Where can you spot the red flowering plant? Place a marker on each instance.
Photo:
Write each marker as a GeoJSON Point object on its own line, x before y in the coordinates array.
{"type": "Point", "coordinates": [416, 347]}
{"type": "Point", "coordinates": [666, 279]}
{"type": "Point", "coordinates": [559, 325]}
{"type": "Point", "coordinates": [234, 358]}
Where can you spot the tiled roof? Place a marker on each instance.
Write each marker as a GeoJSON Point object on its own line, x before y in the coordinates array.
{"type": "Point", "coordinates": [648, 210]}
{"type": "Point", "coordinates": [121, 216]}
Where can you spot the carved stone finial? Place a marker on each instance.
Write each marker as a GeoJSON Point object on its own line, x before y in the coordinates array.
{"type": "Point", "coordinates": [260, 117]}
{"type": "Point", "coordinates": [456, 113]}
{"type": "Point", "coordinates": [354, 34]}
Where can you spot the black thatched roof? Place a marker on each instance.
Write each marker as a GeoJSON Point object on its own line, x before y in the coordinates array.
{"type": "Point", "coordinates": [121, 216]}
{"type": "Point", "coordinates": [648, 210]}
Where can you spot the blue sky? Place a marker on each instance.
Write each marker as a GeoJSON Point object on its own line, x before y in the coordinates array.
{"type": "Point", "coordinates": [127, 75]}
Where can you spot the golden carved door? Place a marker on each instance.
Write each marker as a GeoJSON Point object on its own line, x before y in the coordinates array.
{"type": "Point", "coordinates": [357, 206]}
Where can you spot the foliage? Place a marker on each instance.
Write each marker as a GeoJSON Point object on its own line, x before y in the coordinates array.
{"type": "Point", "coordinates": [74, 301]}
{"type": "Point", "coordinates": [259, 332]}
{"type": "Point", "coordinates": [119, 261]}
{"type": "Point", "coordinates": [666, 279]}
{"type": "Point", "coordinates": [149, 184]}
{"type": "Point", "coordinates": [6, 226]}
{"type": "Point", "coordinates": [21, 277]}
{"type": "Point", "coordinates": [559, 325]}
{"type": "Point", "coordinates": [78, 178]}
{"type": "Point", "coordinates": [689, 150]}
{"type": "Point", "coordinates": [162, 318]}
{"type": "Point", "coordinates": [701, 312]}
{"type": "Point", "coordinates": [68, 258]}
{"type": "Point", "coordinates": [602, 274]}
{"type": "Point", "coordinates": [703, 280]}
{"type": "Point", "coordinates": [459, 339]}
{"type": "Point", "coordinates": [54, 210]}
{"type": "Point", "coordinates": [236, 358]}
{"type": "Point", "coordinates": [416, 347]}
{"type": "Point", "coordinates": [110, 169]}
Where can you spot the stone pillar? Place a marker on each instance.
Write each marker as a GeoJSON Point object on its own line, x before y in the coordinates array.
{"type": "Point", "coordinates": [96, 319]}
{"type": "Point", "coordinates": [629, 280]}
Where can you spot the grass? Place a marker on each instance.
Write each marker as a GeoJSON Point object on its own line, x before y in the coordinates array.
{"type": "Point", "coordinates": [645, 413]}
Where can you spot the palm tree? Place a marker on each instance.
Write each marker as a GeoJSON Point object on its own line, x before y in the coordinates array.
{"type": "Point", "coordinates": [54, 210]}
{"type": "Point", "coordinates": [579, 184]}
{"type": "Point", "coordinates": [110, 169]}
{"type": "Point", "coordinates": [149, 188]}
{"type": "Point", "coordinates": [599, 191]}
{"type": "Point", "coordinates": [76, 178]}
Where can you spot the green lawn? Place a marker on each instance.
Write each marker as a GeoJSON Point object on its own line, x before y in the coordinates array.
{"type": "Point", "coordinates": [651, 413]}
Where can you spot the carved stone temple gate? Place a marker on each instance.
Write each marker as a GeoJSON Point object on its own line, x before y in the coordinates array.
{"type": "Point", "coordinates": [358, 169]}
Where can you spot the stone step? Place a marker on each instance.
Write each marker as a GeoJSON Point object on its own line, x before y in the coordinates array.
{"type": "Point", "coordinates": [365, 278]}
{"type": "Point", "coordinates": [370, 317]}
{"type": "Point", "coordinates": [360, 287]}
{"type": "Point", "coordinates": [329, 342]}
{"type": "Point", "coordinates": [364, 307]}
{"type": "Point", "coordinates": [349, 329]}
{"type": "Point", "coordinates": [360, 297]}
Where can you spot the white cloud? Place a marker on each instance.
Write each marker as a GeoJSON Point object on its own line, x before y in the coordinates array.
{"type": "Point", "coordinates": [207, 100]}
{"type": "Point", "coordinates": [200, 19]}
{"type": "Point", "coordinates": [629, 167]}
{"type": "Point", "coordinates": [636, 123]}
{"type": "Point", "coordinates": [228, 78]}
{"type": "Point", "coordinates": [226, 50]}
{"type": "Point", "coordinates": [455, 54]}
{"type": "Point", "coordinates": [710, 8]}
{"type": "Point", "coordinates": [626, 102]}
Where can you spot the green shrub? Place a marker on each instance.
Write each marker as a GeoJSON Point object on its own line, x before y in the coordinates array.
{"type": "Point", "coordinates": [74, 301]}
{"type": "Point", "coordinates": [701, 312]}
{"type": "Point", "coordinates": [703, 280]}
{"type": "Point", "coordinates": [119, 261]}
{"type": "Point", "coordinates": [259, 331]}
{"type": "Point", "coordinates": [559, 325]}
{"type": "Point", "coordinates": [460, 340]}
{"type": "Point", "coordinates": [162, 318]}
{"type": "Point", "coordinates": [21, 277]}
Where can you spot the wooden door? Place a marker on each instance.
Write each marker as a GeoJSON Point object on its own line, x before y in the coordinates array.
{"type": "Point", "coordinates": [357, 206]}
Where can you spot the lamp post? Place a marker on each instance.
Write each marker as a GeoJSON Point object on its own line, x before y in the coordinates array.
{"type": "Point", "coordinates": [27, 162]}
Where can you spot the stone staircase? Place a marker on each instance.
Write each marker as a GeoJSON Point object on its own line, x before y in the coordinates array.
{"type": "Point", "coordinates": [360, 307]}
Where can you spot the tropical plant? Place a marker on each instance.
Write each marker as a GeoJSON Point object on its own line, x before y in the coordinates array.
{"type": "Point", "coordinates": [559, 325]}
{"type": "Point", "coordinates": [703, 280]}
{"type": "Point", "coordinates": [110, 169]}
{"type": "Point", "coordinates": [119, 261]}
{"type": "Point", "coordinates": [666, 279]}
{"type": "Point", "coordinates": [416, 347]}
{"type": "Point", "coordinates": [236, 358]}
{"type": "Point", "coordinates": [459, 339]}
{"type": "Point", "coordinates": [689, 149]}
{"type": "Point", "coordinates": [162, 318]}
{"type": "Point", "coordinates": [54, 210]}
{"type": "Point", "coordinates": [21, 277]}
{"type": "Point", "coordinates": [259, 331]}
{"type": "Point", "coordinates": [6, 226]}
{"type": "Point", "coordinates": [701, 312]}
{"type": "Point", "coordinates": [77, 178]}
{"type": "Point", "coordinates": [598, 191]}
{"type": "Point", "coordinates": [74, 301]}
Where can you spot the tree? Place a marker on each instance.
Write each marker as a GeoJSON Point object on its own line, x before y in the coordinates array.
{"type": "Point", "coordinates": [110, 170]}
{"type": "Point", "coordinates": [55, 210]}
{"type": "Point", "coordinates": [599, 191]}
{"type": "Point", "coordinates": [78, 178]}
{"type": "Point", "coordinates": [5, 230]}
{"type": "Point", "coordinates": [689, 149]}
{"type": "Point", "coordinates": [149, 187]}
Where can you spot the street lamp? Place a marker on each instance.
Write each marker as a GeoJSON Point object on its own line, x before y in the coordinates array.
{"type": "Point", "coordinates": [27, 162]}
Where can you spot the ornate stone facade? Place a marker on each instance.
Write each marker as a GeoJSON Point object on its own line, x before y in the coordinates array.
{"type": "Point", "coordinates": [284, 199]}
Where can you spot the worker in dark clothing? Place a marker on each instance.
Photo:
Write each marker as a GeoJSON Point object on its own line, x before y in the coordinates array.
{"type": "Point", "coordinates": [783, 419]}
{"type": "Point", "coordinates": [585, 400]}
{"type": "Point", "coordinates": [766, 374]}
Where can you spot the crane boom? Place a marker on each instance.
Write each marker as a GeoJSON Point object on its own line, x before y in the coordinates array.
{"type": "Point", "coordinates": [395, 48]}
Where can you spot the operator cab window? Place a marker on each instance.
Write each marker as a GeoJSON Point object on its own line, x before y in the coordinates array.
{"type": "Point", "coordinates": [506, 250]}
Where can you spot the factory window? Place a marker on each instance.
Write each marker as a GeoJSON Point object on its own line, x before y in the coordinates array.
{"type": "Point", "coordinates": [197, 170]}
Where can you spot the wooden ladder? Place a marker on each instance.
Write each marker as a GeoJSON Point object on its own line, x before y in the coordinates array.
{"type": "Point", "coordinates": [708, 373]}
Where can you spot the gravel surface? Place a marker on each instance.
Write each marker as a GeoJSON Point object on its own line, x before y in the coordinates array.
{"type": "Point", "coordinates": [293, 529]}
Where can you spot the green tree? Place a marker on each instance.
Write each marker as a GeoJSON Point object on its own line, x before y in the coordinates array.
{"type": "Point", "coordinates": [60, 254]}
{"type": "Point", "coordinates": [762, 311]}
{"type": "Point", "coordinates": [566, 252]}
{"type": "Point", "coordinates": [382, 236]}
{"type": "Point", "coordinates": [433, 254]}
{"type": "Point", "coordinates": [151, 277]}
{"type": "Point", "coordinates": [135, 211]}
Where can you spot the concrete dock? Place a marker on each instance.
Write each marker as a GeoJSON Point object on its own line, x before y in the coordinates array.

_ _ _ _ _ _ _

Rewrite the material above from the line containing "Where can you spot the concrete" through its end, both included, replacing "marker" with "pin" wherever it occurs and leaving everything else unchanged.

Where can you spot the concrete dock? Place a pin on each instance.
Write each pin as a GeoJSON Point object on its own line, x before y in the coordinates array.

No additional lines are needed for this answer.